### Selection
Item 2.05. Costs Associated with Exit or Disposal Activities.
The Company disclosed in the Original Form 8‐K that it anticipated that it would incur one-time termination benefits and associated costs of $14.0 million and that it was conducting a facility rationalization assessment and assessing other operational savings measures. As a result, lease termination costs and other costs related to operational savings measures associated with the Initiative could not reasonably be estimated at the time.
As disclosed in the Company’s Form 10-Q for the three months ended September 30, 2022, in connection with the Initiative, the Company incurred $8.8 million of termination benefits and associated costs through September 30, 2022, and incurred an additional $1.0 million of termination benefits and associated costs in October 2022. The Company also incurred $3.1 million of charges for inventory write-off associated with discontinued equipment and parts during the three months ended September 30, 2022.
On January 31, 2023, the Company committed to additional actions to continue and expand the Initiative. These additional actions include closing and consolidating select locations in the United States and Canada and reducing the Company’s workforce by an additional 15%, prioritizing investments and operations in line with near-term revenue generation, positioning the company to achieve its long-term financial goals.
For all committed restructuring activities under the Initiative, the Company now expects to incur total pre-tax restructuring charges of $19.6 million to $26.0 million, which includes the following charges:
• | between $15.5 million and $17.5 million of one-time termination benefits and associated costs, which includes the original estimate of $14.0 million; |
• | between $3.1 million and $5 million of inventory write-offs, including the $3.1 million of charges for inventory write-off as of September 30, 2022; |
• | between $0.5 million and $2.0 million of lease termination and equipment exit costs; and |
• | between $0.5 million and $1.5 million of costs associated with termination of contracts. |
The total estimated charges are expected to result in between $10.5 million and $16.9 million of future cash expenditures. The ranges of charges described above are estimates, and actual amounts may be materially different from these estimates.
The Company continues to anticipate that the Initiative will be substantially complete by the end of 2023.
Item 7.01. Regulation FD Disclosure.
On February 2, 2023, the Company issued a press release announcing the continuation and expansion of the Initiative. A copy of the press release is attached to this Current Report on Form 8-K (the “Current Report”) as Exhibit 99.1.

(Records)
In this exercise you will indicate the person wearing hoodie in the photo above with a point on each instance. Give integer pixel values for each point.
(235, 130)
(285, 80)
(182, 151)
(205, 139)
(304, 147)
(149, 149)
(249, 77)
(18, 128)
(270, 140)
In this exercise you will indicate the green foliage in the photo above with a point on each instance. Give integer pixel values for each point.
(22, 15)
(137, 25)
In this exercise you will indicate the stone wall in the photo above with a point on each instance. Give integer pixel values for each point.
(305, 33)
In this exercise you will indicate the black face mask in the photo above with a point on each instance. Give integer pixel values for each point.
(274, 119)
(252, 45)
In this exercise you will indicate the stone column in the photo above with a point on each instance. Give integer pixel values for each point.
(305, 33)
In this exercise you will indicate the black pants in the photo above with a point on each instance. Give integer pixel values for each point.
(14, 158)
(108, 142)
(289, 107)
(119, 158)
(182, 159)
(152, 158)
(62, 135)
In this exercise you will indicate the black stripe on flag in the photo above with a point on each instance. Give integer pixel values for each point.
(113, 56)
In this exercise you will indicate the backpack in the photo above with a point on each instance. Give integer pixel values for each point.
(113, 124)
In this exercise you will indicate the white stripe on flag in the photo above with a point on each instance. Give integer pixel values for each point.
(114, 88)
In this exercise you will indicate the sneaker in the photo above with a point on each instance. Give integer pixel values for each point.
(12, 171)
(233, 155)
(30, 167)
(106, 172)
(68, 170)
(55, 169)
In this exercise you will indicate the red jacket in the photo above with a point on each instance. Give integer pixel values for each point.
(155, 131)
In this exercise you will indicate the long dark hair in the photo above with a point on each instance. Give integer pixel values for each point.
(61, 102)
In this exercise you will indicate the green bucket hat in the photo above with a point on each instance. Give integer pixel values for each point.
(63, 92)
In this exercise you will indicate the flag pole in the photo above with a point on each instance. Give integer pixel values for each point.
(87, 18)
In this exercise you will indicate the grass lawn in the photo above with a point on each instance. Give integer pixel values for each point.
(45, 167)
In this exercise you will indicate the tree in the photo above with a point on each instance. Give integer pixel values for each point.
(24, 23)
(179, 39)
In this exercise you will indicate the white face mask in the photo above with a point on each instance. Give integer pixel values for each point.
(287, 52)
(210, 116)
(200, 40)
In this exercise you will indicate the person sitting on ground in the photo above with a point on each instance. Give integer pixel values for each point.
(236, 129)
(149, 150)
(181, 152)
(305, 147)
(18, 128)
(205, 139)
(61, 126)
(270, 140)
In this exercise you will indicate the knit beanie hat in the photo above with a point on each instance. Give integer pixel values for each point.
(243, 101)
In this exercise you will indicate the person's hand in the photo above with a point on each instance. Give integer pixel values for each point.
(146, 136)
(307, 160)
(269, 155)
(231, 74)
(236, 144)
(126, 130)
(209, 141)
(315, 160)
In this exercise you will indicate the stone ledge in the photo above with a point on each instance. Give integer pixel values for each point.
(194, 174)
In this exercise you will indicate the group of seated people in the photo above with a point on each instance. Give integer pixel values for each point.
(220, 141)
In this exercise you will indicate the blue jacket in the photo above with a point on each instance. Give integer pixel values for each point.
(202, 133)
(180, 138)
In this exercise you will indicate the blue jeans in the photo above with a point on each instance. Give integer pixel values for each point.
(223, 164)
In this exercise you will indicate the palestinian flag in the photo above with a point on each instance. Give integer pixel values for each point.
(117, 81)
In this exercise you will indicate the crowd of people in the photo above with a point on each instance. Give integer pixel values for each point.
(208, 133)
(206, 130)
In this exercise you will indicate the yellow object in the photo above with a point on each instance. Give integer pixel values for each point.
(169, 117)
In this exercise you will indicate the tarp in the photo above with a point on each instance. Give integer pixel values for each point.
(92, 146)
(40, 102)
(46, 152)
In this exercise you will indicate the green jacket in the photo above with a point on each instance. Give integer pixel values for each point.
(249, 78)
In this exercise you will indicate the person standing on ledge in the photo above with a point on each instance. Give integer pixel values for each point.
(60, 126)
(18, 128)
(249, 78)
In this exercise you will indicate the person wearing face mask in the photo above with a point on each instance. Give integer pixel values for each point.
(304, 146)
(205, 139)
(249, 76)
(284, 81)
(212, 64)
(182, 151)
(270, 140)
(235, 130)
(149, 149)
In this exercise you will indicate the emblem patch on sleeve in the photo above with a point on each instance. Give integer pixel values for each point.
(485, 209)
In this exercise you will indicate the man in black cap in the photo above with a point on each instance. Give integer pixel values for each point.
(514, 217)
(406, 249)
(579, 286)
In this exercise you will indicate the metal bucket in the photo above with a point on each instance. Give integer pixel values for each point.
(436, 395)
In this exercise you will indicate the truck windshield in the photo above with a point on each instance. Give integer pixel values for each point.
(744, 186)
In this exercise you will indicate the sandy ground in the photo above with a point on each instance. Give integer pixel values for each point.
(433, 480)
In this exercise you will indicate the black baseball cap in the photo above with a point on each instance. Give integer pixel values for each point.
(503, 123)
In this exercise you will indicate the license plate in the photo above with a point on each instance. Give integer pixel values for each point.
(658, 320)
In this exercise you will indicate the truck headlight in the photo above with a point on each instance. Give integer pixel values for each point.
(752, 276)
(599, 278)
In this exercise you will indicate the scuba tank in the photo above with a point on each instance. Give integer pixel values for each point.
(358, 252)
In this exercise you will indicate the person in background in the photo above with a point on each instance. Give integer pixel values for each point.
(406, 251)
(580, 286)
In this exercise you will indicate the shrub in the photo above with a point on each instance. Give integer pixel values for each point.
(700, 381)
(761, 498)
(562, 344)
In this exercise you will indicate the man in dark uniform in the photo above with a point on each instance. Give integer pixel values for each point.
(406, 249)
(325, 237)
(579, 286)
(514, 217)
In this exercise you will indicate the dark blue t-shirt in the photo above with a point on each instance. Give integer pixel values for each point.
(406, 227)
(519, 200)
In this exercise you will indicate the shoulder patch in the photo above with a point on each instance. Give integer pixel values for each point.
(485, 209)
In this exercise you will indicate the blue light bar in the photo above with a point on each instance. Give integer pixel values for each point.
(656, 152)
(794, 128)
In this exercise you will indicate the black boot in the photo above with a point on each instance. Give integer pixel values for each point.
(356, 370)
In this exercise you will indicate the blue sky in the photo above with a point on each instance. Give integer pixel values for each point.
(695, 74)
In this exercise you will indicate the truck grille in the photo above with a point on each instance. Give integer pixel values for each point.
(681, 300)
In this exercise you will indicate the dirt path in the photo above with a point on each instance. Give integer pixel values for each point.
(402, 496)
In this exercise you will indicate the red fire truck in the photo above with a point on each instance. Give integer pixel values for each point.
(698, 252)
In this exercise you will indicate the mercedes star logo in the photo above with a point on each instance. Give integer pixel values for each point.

### Given instruction 1
Reproduce the passage of the filing excerpt that begins at "Item 7.01. Regulation" and stops after "as Exhibit 99.1.".
### Given instruction 2
What categories of charges make up the total pre-tax restructuring charges that the filing excerpt says the Company now expects?
### Given instruction 3
Take the filing excerpt further, starting after its final sentence.

### Expected answer 1
Item 7.01. Regulation FD Disclosure.
On February 2, 2023, the Company issued a press release announcing the continuation and expansion of the Initiative. A copy of the press release is attached to this Current Report on Form 8-K (the “Current Report”) as Exhibit 99.1.

### Expected answer 2
- One-time termination benefits and associated costs
- Inventory write-offs
- Lease termination and equipment exit costs
- Costs associated with termination of contracts

### Expected answer 3
The information in Exhibit 99.1 is furnished and shall not be deemed to be “filed” for purposes of Section 18 of the Securities Exchange Act of 1934, as amended (the “Exchange Act”), or otherwise subject to the liabilities of that section, and such information shall not be deemed to be incorporated by reference into any of the Company’s filings under the Securities Act of 1933, as amended, or the Exchange Act.
Forward-looking Statements
This Current Report contains certain forward-looking statements within the meaning of the within the meaning of the Private Securities Litigation Reform Act of 1995. All statements contained in this Current Report that do not relate to matters of historical fact should be considered forward-looking statements, including the timing of completion of, the costs incurred, and the future charges related to, the Initiative, and the impact of the Initiative on the Company’s business, finances, and operations.
Forward-looking statements generally are identified by the words such as “believe,” “project,” “expect,” “anticipate,” “estimate,” “intend,” “strategy,” “future,” “opportunity,” “plan,” “may,” “should,” “will,” “would,” “will be,” “will continue,” “will likely result,” and similar expressions. Forward-looking statements are predictions, projections and other statements about future events that are based on current expectations and assumptions and, as a result, are subject to risks and uncertainties. Many factors could cause actual future events to differ materially from the forward-looking statements in this Current Report, including but not limited to, the risks and uncertainties set forth under the heading “Risk Factors” in the Company’s Quarterly Report on Form 10-Q filed on November 9, 2022 and the Company’s other filings with the U.S. Securities and Exchange Commission. These filings identify and address other important risks and uncertainties that could cause actual events and results to differ materially from those contained in the forward-looking statements. Forward-looking statements speak only as of the date they are made. Readers are cautioned not to put undue reliance on forward-looking statements, and the Company assumes no obligation and does not intend to update or revise these forward-looking statements, whether as a result of new information, future events, or otherwise.
Item 9.01 Financial Statements and Exhibits.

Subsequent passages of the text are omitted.